## Selected passage
════════════════════
WRIGHT TWP. – Is Elsie Dock, the former Rice Township tax collector, a bad
bookkeeper, or did she commit felony theft by failing to pass tax money on to
the county and the township as she was supposed to in 1997, as has been
charged?
   
District Justice Ronald Swank heard more than two hours of testimony
Tuesday during Dock’s preliminary hearing, and is faced with deciding if her
case should be sent to the Luzerne County Court of Common Pleas. Swank did not
give a decision Tuesday, but one is expected by the end of the week.
    Dock was charged in November with a felony count of theft after an
investigation revealed that more than $100,000 in tax money from Rice Township
residents was not turned over to Luzerne County and the township in 1997. Dock
resigned in August 1997 as allegations of mismanagement surfaced.
   
During the hearing, Michelle Olshefski, an assistant district attorney,
said Dock was under the obligation to collect taxes and remit the money to the
county because Dock was the tax collector.
   
Olshefski said investigators found bank statements that indicated Dock had
deposited almost $400,000 in two accounts. Of that money, about $247,000 was
turned over to the county, with the remainder missing.
   
But Dock’s attorney, Michael Cefalo, of West Pittston, said his client was,
if anything, guilty of being a bad bookkeeper.
   
Numerous times during the hearing, Cefalo said that while Dock’s records
were not well organized, she at no time attempted to divert taxpayer money
into her personal bank accounts. He said the correct amount of money was
deposited and then handed over to the county, but Dock’s bookkeeping was so
poor, that’s difficult to tell.
════════════════════
## Raw data
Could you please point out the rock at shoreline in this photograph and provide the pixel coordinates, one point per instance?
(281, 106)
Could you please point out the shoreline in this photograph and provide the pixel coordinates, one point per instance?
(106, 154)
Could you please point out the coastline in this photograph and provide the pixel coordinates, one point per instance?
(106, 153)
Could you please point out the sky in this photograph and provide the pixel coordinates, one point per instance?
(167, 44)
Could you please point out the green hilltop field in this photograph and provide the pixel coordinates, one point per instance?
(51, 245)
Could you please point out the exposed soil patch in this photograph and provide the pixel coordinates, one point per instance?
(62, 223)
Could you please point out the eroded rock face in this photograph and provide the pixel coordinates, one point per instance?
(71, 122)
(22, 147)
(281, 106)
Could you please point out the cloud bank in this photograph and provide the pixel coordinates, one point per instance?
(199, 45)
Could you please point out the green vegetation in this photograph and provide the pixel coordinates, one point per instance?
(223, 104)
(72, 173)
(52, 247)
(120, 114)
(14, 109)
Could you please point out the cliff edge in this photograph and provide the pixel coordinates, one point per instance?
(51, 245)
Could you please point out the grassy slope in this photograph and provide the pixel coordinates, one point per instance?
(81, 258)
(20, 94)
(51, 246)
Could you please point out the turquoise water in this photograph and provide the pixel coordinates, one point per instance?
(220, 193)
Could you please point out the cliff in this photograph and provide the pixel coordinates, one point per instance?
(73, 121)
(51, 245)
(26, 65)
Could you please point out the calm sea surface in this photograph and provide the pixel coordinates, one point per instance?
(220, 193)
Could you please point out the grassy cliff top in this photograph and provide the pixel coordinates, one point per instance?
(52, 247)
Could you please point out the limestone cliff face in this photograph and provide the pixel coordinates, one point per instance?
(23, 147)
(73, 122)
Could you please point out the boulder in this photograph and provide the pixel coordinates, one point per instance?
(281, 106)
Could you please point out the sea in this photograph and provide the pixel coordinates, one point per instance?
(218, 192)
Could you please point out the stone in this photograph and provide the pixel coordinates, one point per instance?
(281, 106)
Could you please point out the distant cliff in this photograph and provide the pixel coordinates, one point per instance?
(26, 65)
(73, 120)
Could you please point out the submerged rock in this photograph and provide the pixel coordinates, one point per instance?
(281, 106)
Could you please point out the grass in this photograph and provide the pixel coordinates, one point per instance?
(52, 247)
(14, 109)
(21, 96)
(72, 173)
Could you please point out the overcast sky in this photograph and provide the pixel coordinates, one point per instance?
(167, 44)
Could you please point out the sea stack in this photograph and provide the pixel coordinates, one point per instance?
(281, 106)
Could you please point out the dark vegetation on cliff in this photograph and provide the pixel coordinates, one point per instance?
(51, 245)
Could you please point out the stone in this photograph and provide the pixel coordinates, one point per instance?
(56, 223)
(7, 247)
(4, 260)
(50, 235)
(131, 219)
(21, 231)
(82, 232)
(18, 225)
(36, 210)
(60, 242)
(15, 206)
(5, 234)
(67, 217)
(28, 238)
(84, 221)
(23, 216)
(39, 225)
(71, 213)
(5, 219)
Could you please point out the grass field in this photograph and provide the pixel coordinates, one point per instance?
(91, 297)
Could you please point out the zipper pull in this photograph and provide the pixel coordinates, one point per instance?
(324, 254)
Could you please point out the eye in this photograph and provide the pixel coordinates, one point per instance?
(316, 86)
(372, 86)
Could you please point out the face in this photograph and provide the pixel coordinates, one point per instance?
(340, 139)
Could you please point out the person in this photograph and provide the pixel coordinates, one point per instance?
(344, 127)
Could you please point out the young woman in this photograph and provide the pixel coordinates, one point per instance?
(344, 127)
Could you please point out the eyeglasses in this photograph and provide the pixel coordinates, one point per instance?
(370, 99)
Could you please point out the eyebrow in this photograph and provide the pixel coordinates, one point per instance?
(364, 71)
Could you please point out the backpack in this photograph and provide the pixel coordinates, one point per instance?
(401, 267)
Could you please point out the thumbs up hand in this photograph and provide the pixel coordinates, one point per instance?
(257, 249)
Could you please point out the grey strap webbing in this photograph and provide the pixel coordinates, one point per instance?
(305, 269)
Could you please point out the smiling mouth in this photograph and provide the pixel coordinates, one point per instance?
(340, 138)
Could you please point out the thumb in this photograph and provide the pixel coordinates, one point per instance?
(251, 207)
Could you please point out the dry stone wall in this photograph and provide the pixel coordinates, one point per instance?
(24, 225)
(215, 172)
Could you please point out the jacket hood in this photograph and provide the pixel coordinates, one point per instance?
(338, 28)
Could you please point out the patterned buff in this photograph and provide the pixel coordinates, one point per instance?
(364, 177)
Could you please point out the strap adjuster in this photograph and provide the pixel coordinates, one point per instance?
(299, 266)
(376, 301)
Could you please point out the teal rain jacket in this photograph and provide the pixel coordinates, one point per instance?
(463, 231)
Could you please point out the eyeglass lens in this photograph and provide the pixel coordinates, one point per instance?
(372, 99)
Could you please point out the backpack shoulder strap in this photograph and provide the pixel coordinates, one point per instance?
════════════════════
## List of tasks
1. List every person named in the news report above about the former Rice Township tax collector.
2. Transcribe the part of the tax collector news report that begins at the words "During the hearing, Michelle" and ends after "a bad bookkeeper.".

## The replies
1.
Elsie Dock
Ronald Swank
Michelle Olshefski
Michael Cefalo

2.
During the hearing, Michelle Olshefski, an assistant district attorney,
said Dock was under the obligation to collect taxes and remit the money to the
county because Dock was the tax collector.
   
Olshefski said investigators found bank statements that indicated Dock had
deposited almost $400,000 in two accounts. Of that money, about $247,000 was
turned over to the county, with the remainder missing.
   
But Dock’s attorney, Michael Cefalo, of West Pittston, said his client was,
if anything, guilty of being a bad bookkeeper.